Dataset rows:
## BEGIN
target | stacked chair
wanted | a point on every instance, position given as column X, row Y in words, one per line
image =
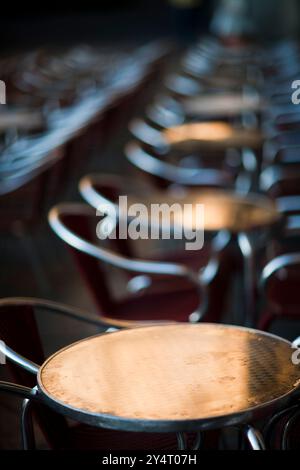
column 222, row 125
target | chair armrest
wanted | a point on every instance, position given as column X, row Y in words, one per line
column 288, row 204
column 53, row 307
column 57, row 308
column 173, row 173
column 19, row 390
column 113, row 259
column 147, row 134
column 18, row 359
column 280, row 262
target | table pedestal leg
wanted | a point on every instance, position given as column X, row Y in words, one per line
column 254, row 438
column 248, row 278
column 182, row 441
column 27, row 426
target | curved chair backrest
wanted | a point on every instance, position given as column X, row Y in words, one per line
column 83, row 223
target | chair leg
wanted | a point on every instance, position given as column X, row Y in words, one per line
column 270, row 426
column 181, row 441
column 286, row 432
column 27, row 432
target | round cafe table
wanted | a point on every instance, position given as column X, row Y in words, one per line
column 172, row 378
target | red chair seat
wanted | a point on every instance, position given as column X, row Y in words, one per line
column 87, row 438
column 175, row 306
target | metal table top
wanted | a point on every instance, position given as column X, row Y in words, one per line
column 215, row 135
column 170, row 378
column 223, row 210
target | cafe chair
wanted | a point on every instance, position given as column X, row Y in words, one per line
column 279, row 288
column 281, row 432
column 24, row 351
column 164, row 173
column 182, row 293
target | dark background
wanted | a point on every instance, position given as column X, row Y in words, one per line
column 30, row 24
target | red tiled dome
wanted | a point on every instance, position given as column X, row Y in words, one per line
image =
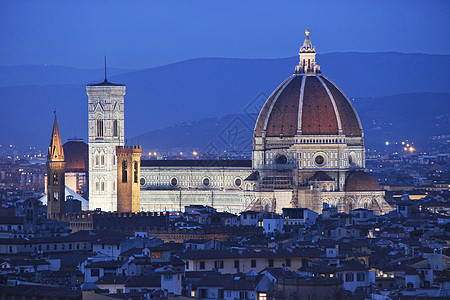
column 360, row 181
column 307, row 104
column 76, row 156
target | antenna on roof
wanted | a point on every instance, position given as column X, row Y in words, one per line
column 105, row 71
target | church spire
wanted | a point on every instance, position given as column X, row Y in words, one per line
column 307, row 57
column 55, row 151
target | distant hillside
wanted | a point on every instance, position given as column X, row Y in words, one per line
column 415, row 117
column 196, row 89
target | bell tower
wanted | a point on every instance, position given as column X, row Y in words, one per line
column 106, row 132
column 55, row 175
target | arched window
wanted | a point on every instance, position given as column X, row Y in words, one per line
column 135, row 171
column 115, row 128
column 99, row 128
column 124, row 171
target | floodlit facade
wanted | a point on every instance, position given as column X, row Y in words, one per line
column 106, row 132
column 308, row 151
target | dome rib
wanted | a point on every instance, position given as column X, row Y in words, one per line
column 282, row 120
column 351, row 124
column 336, row 111
column 300, row 106
column 261, row 122
column 318, row 117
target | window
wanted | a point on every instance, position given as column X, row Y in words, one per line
column 218, row 264
column 288, row 262
column 124, row 171
column 168, row 276
column 115, row 128
column 360, row 276
column 99, row 128
column 320, row 160
column 202, row 293
column 55, row 179
column 136, row 169
column 281, row 159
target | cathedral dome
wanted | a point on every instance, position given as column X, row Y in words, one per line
column 307, row 103
column 76, row 156
column 360, row 181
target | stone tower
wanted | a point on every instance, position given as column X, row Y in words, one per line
column 128, row 175
column 55, row 175
column 106, row 132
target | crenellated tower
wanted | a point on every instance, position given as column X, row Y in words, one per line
column 56, row 166
column 106, row 132
column 128, row 176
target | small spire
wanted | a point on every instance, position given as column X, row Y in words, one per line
column 307, row 57
column 106, row 78
column 55, row 150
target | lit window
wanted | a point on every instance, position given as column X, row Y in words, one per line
column 124, row 171
column 99, row 128
column 136, row 170
column 115, row 128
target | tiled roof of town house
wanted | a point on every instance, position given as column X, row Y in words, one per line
column 198, row 241
column 352, row 265
column 320, row 176
column 194, row 163
column 112, row 279
column 153, row 280
column 243, row 282
column 227, row 254
column 360, row 181
column 108, row 264
column 11, row 220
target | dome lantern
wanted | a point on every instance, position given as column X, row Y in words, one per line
column 307, row 57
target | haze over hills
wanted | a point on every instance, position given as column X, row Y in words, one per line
column 208, row 88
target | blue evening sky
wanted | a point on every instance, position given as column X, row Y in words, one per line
column 139, row 34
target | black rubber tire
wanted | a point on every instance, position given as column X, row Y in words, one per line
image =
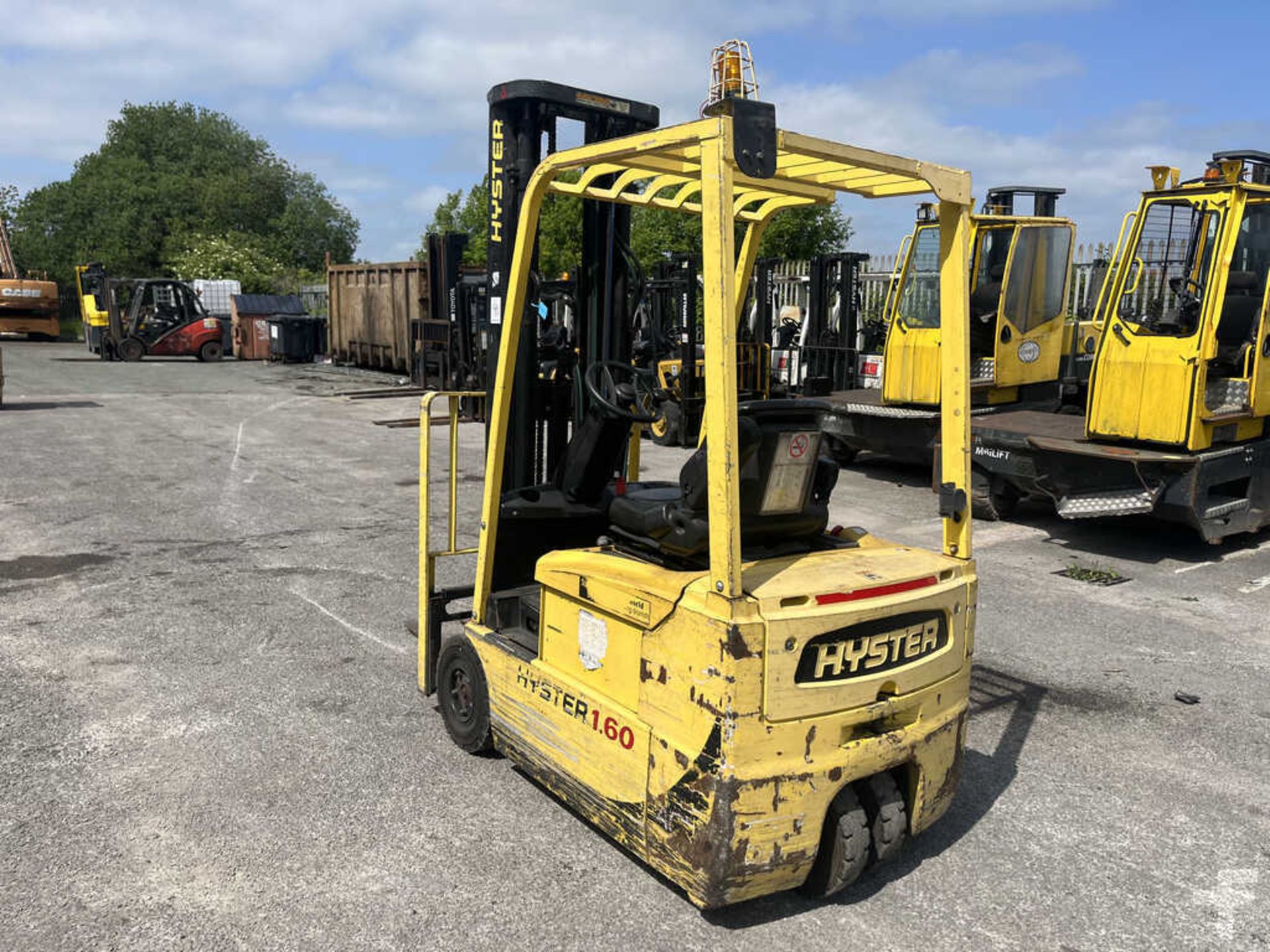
## END
How many lines of the entries above contain the string "roof"? Reply with the number alone.

:: Finished task ::
2